• What the task asks: Collect each line of the entries below that contains the string "window". Case counts.
[Begin Data to process]
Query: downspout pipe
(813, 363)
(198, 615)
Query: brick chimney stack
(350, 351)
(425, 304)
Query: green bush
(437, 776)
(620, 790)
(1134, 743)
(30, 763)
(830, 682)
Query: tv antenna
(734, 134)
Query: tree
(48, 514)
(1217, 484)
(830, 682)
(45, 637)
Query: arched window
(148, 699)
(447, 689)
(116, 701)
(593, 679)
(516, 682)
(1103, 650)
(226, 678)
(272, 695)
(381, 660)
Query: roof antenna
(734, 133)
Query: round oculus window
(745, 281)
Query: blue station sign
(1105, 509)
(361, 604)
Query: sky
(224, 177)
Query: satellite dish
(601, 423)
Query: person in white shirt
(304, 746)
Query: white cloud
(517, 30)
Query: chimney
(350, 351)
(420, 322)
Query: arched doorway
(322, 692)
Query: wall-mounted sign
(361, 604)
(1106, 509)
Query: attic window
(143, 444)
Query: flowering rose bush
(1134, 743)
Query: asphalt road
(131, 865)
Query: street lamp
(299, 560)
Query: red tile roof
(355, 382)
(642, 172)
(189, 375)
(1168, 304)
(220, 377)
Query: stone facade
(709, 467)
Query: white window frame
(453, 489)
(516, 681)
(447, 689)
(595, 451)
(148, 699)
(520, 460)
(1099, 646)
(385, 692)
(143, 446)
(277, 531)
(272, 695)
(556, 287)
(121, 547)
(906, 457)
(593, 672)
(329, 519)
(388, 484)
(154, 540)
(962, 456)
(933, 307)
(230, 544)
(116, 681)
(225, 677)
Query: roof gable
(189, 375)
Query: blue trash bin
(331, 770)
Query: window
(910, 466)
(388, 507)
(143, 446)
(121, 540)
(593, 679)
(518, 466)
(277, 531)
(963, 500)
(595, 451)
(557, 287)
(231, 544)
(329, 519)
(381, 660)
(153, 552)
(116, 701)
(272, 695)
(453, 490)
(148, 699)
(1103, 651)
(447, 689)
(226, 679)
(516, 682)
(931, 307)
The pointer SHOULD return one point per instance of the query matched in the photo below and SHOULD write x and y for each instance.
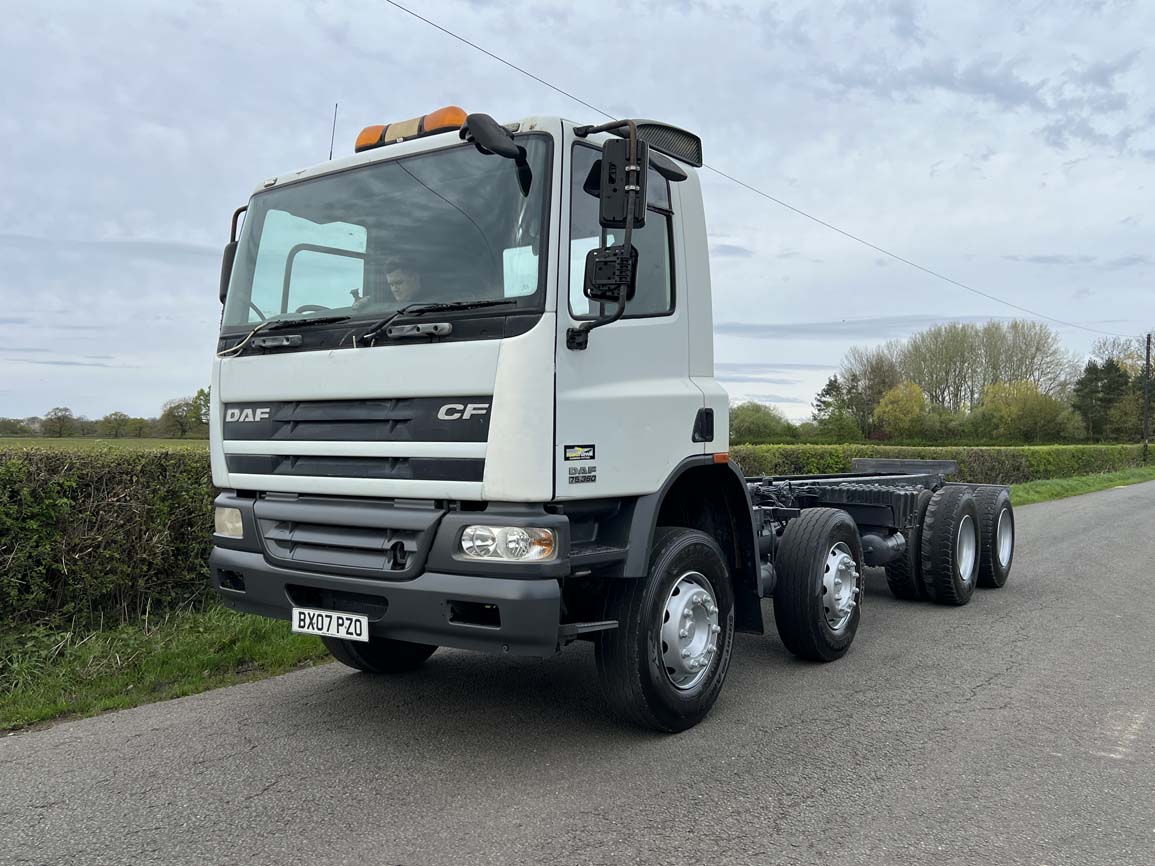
[End Data to process]
• Task output:
Query: arched window
Query: round oculus window
Query: attic window
Query: white window frame
Query: window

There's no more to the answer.